**Exercise details:** Your reply should set down word for word each line below from the one with "Mark every instance of the building" through the final line, both included, but none of the pictures.
- - -
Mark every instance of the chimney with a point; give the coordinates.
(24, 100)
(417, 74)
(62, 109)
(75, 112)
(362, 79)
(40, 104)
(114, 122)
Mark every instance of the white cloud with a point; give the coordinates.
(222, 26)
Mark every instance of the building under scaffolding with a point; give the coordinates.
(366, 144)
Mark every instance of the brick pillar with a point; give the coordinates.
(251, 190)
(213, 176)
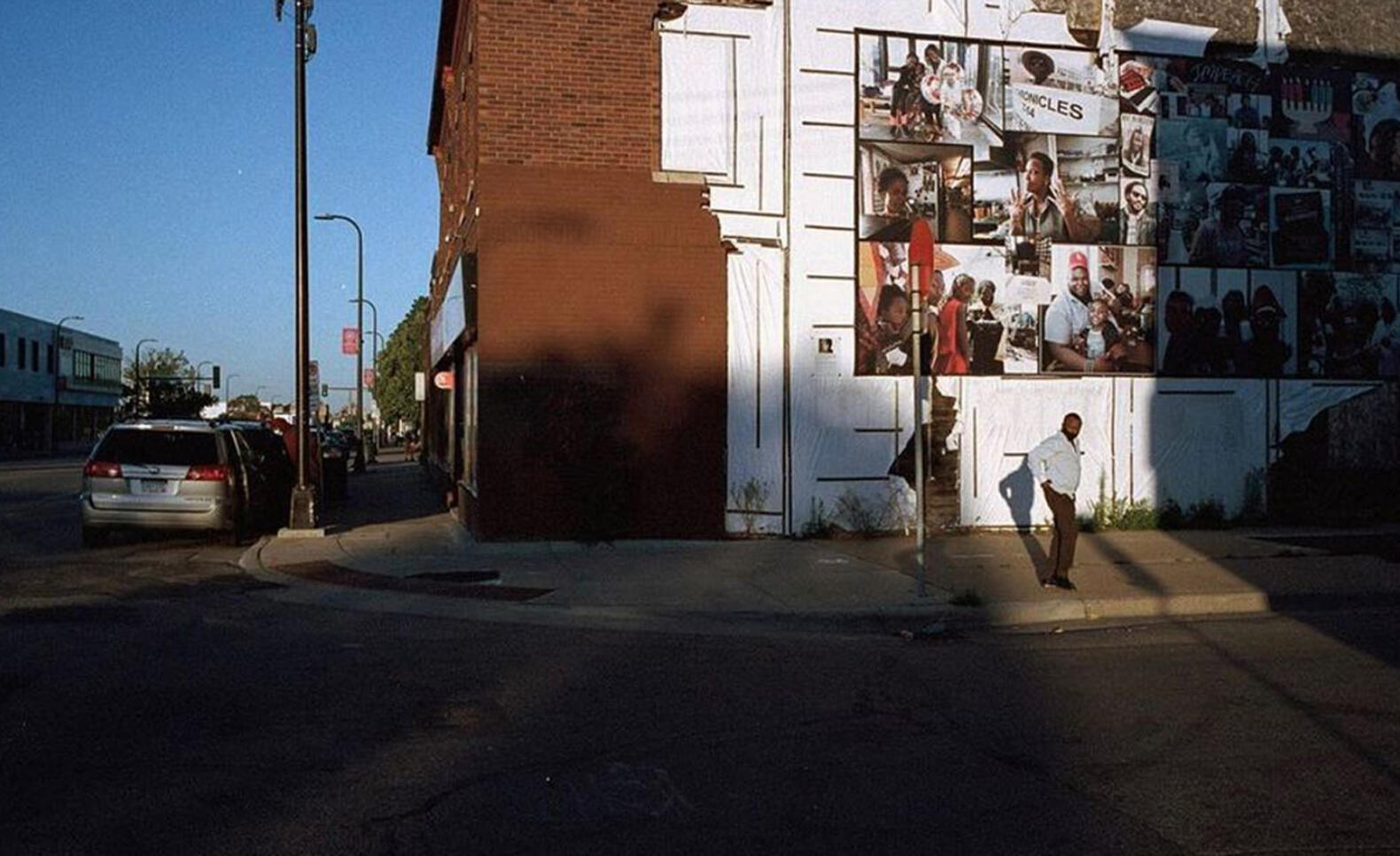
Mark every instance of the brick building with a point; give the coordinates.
(640, 354)
(577, 303)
- - -
**Solution to this problem:**
Mark every instance of the building under scaffolding with a point; give the coordinates.
(366, 144)
Mark every instance of the brick pillar with a point; give the coordinates.
(251, 190)
(213, 176)
Mark every instance of the brick building with a point; give the coordinates.
(640, 354)
(577, 303)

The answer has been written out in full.